*** Document segment ***

# Emergency Surgery :(



## Kodysmom (Feb 11, 2012)

Bad News

Kody swallowed a whole cooked chicken wing today. Out of concern we rushed to the ER to have an xray done. The vet intially thought it would break down and he would be ok however once she saw the size of it she recommended surgery. Her concern was that it could travel and cause a blockage in his intestines. 

Better to be safe than sorry, we left Kody for surgery in the am. Hopefully the endoscopy will successful and he won't have to go under the knife.

Please keep Kody in your prayers. Im soooo worried!


----------



## lady amanda (Nov 26, 2010)

Thoughts and well wishes for you and kody!


----------



## JulesB (Mar 6, 2011)

Fingers crossed for Kody! xx


----------



## flounder_1 (May 12, 2011)

Oh poor Kody. Fingers crossed everything goes smoothly for him xxx


----------



## Hfd (Aug 19, 2011)

Hope all goes well - good luck kody
H x


----------



## Jeanie (Jan 23, 2012)

Fingers crossed, 
u have just Made up mind, was going to get Tilly one today as a treat. Would have been her first one, 
Not going to bother now. Think I'll just stick to a chew x 
Get well soon x 


Jeanie 😉
http://pdgm.pitapata.com/xfpV.png?Q1pT6eHd


----------



## Sezra (May 20, 2011)

*** End of Document segment ***

→ **Problems to solve**:
1. In the Kody surgery thread, what did Kody swallow?
2. Copy the Kody surgery thread word for word, starting at "# Emergency Surgery" and ending at "Im soooo worried!".
3. Carry on the Kody surgery thread from its last line, writing what comes next.
You can set aside the material that comes after the Kody surgery thread.

*** The data ***

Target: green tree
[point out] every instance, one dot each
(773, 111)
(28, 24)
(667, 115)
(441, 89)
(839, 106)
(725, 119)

*** End of The data ***

→ **Task results**:
1. A whole cooked chicken wing.

2.
# Emergency Surgery :(



## Kodysmom (Feb 11, 2012)

Bad News

Kody swallowed a whole cooked chicken wing today. Out of concern we rushed to the ER to have an xray done. The vet intially thought it would break down and he would be ok however once she saw the size of it she recommended surgery. Her concern was that it could travel and cause a blockage in his intestines. 

Better to be safe than sorry, we left Kody for surgery in the am. Hopefully the endoscopy will successful and he won't have to go under the knife.

Please keep Kody in your prayers. Im soooo worried!

3.
Hope all is well with Kody.

Jean, if you are concerned about giving one for the first time a tip is to bash it up a bit first with a wooden mallet/hammer. Apparently it encourages them to chew it more.


----------



## M&M's mummy (Jul 12, 2011)

Hope everything goes well for Kody today.

Big hugs:hug:


----------



## Jeanie (Jan 23, 2012)

Oh really, 
Might try it so, I'll have to well supervise this little madam. 
She's into playing chase over the last few days😄


Jeanie 😉
http://pdgm.pitapata.com/xfpV.png?Q1pT6eHd


----------



## Ali79 (Mar 30, 2011)

Big hugs to you and Kody today  x


----------



## Janev1000 (Oct 4, 2011)

Poor Kody - although this was a cooked wing - which can be very dangerous - so very different scenario to a raw one which would normally break down in the stomach. Thank goodness you spotted him eating it! Thinking of youxx


----------



## wellerfeller (Jul 12, 2011)

I hope things go well for you today.
Pleae keep us updated.


----------



## S.Claire (Sep 1, 2011)

Ah lots of love and licks to Kody today! I'm sure Kody is in good hands and try not to fret too much. You definitely did the right thing going to the vets! xxxx


----------



## j maree (Jan 15, 2011)

It is scary !!! Kody is in our prayers. So sad cause pups don't understand.


----------



## Kodysmom (Feb 11, 2012)

Thanks for the well wishes everyone!

Jean, 
Kody accidentally ate a cooked one thay fell on the floor which is a no no but Tilley should be fine with a raw bone. Either way, I would definitely supervise.


----------



## colpa110 (Jul 5, 2011)

Sending good cockapoo vibes your way:hug:


----------



## JoJo (Mar 2, 2011)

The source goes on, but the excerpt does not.